*** Text extract ***

The good about democracy is that everyone can vote, and the bad about democracy is that everyone can vote. Hence the need of proper education and unfiltered information, the first helping to digest and understand the second in order to know who you vote and why; if you tamper with those, you can have people vote for anyone, including a dictator. Voting is a right, doing it knowledgeably is a duty, and so many people forget about the 2nd.


Horace Mann is a really important historical figure. He founded the US school system for the reasons you mention.

[0] https://en.wikipedia.org/wiki/Horace_Mann


> the bad about democracy is that everyone can vote.

This is what needs to change. Recently there was a story that Reese Witherspoon was in a jury, and the other jury members thought she was a real lawyer because of Legally Blonde. These people are not qualified to serve on a jury let alone vote.

Why are we getting input from people that couldn't run a small low traffic corner store on how to run a country? It's ridiculous, and it's the reason the US is in the mess it is now.


I agree that many people are not.. well intelectually suited for voting and making important decisions.

But how do you decide who votes? The fairest is obviously to allow voting for everyone. As soon as you try to single out 'unsuitable' people, you run into a problems of how you would do so? You could try to give people a basic test, but these 'literacy' tests were historically used to supress all kinds of minorities.

*** Listed entries ***

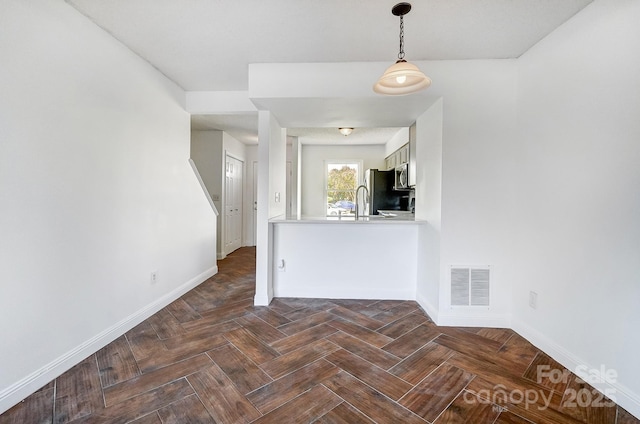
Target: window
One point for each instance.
(341, 182)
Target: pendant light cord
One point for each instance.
(401, 53)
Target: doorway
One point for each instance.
(233, 211)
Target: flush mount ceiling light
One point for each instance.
(345, 131)
(402, 77)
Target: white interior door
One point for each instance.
(234, 171)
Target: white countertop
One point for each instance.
(407, 218)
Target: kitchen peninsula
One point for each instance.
(373, 257)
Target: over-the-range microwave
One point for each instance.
(402, 177)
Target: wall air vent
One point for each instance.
(470, 286)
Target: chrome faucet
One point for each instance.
(366, 196)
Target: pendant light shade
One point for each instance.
(402, 77)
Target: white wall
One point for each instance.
(429, 208)
(578, 205)
(251, 155)
(272, 143)
(313, 171)
(97, 192)
(397, 141)
(207, 154)
(475, 166)
(345, 260)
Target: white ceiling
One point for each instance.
(207, 45)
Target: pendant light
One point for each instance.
(402, 77)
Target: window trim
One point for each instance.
(325, 172)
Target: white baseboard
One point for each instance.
(471, 318)
(346, 292)
(34, 381)
(619, 393)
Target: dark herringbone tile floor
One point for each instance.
(212, 357)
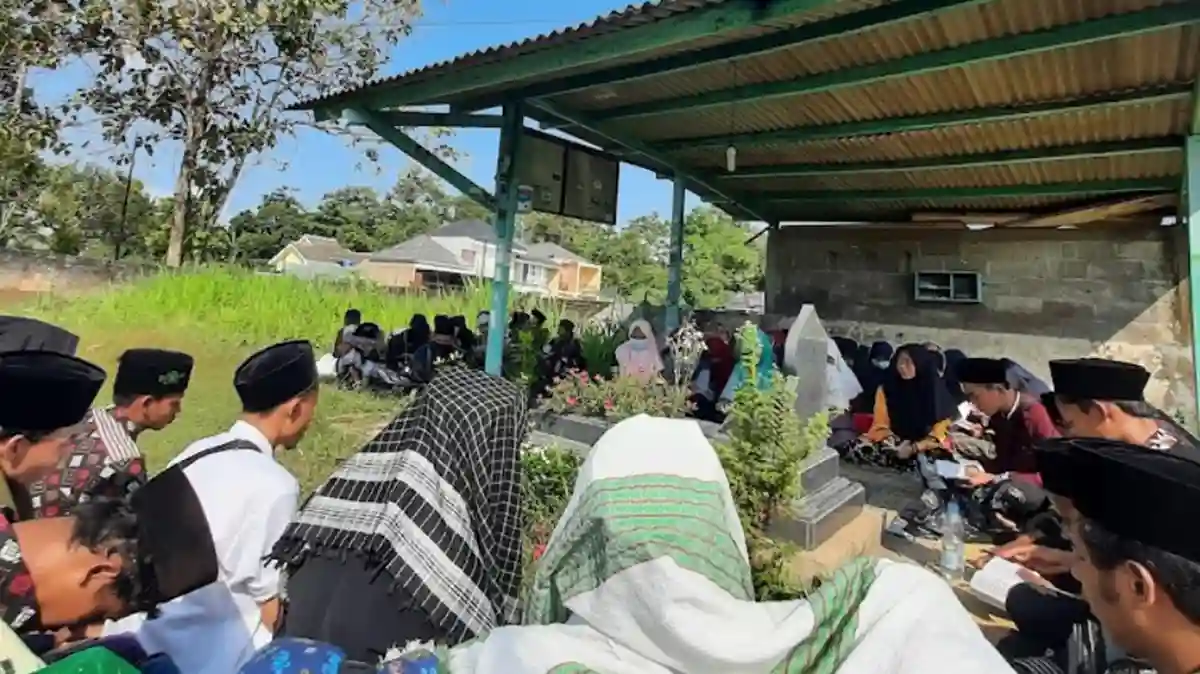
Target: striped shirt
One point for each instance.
(102, 461)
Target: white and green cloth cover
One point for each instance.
(647, 573)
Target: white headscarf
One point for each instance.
(841, 383)
(647, 573)
(640, 357)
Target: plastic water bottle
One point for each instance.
(953, 549)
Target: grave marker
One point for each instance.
(805, 356)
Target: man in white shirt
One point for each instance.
(249, 500)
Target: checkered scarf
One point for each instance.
(433, 500)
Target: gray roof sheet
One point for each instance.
(551, 251)
(420, 250)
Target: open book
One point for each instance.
(995, 579)
(954, 469)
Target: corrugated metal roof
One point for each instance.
(1163, 53)
(631, 16)
(420, 250)
(551, 251)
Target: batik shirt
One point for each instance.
(103, 462)
(18, 603)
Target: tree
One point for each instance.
(261, 233)
(216, 76)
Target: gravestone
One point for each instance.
(828, 501)
(805, 356)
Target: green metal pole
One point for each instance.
(675, 269)
(505, 230)
(1192, 210)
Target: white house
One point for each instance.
(448, 256)
(474, 242)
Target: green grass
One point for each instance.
(221, 316)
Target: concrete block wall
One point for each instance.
(1107, 289)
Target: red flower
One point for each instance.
(21, 584)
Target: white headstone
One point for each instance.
(805, 356)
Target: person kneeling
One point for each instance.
(1006, 489)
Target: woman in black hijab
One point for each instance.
(913, 411)
(953, 357)
(871, 371)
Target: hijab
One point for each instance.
(418, 332)
(433, 503)
(917, 404)
(841, 385)
(849, 350)
(640, 356)
(763, 371)
(1024, 380)
(647, 571)
(18, 603)
(953, 357)
(870, 374)
(466, 337)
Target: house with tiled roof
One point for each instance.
(449, 256)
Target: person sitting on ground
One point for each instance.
(871, 373)
(639, 356)
(462, 335)
(564, 351)
(406, 343)
(951, 374)
(719, 351)
(441, 348)
(365, 353)
(1006, 483)
(1024, 380)
(22, 334)
(103, 458)
(108, 559)
(1137, 560)
(455, 573)
(1104, 399)
(249, 499)
(912, 413)
(849, 350)
(540, 334)
(762, 350)
(563, 355)
(43, 396)
(351, 320)
(519, 324)
(631, 517)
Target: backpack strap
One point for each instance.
(232, 445)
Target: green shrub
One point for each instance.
(547, 480)
(616, 397)
(762, 458)
(258, 308)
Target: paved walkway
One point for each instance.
(887, 494)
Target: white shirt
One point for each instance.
(249, 500)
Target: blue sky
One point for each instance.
(315, 163)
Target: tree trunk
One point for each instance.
(18, 95)
(183, 198)
(197, 124)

***

# The exercise:
According to the text about democracy and voting, what were literacy tests historically used for?

# Output for this exercise:
They were used to suppress all kinds of minorities.